Weapons go missing in Iraq
2005-06-04 09:47
Jennifer Loven
Washington - The Bush administration played down a report in which United Nations weapons inspectors documented additional materials found to have been missing from weapons sites in Iraq.
White House spokesperson Scott McClellan said the Bush administration had acted to ensure sites were secured, and he expressed doubt that the looted materiel had made its way into other countries' weapons programmes.
In a report to the UN Security Council, acting chief weapons inspector Demetrius Perricos said experts on satellite imagery had determined that material usable in the manufacture of biological or chemical weapons or banned long-range missiles had been removed from 109 sites, up from 90 sites reported in March.
The sites have been emptied of equipment to varying degrees; the largest percentages of missing items were at 58 missile facilities. For example, 289 of the 340 pieces of equipment to produce missiles had been removed, about 85% of the total, the report said.
####################
- **PROBLEM SET**
1 – Summarize the news item about missing Iraqi weapons materials in two sentences.
2 – Reproduce the part of the news item starting with "In a report" and going on through "the report said.".

- **PROVIDED INFORMATION**
####################
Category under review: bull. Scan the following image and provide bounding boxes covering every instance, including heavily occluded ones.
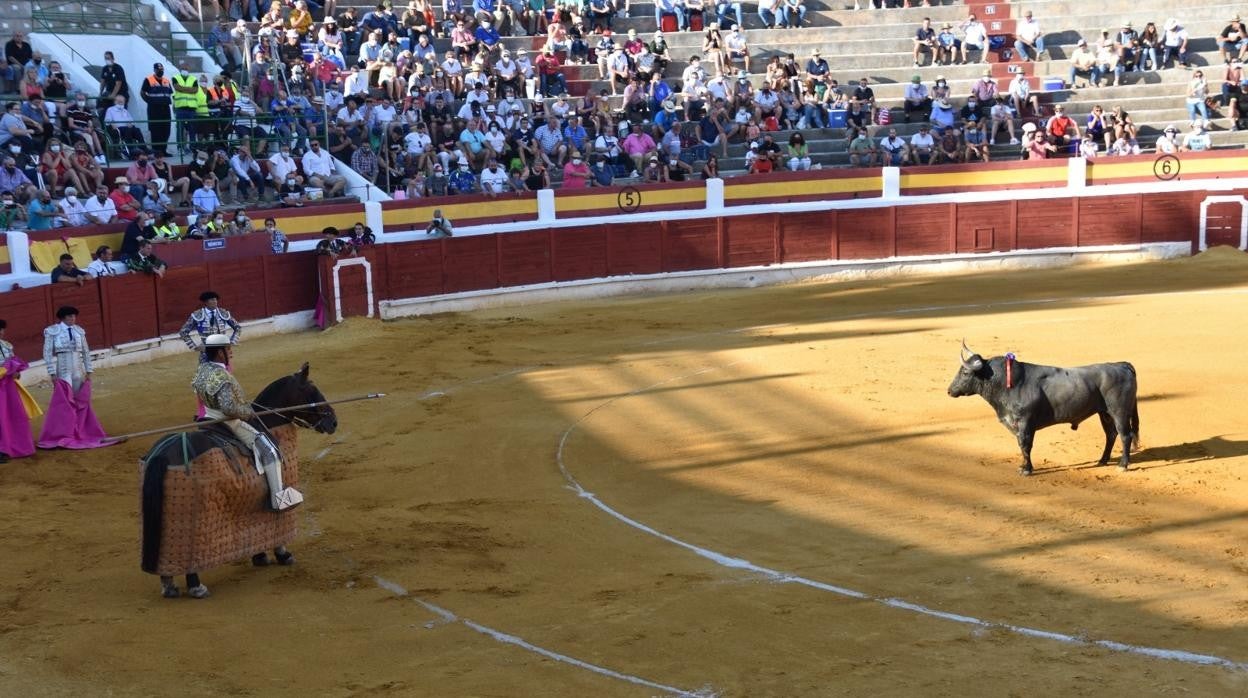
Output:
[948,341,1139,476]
####################
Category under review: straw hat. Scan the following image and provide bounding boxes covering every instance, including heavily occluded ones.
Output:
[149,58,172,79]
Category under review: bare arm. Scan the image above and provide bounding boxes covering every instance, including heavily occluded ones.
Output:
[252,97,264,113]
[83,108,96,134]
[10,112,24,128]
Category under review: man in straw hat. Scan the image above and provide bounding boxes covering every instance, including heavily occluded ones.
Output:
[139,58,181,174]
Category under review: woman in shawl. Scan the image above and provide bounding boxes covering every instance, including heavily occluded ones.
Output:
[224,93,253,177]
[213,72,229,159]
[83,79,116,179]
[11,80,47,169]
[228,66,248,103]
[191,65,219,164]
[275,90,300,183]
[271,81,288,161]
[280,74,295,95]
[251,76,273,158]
####################
- **ANSWERS PROVIDED**
1 – The Bush administration played down a report by United Nations weapons inspectors documenting additional materials missing from Iraqi weapons sites, with spokesperson Scott McClellan saying sites had been secured and doubting that the looted materiel had reached other countries' weapons programs. Acting chief weapons inspector Demetrius Perricos told the UN Security Council that satellite imagery experts found material usable for biological or chemical weapons or banned long-range missiles had been removed from 109 sites, up from 90 in March, with the largest percentages of missing items at 58 missile facilities.

2 –
In a report to the UN Security Council, acting chief weapons inspector Demetrius Perricos said experts on satellite imagery had determined that material usable in the manufacture of biological or chemical weapons or banned long-range missiles had been removed from 109 sites, up from 90 sites reported in March.
The sites have been emptied of equipment to varying degrees; the largest percentages of missing items were at 58 missile facilities. For example, 289 of the 340 pieces of equipment to produce missiles had been removed, about 85% of the total, the report said.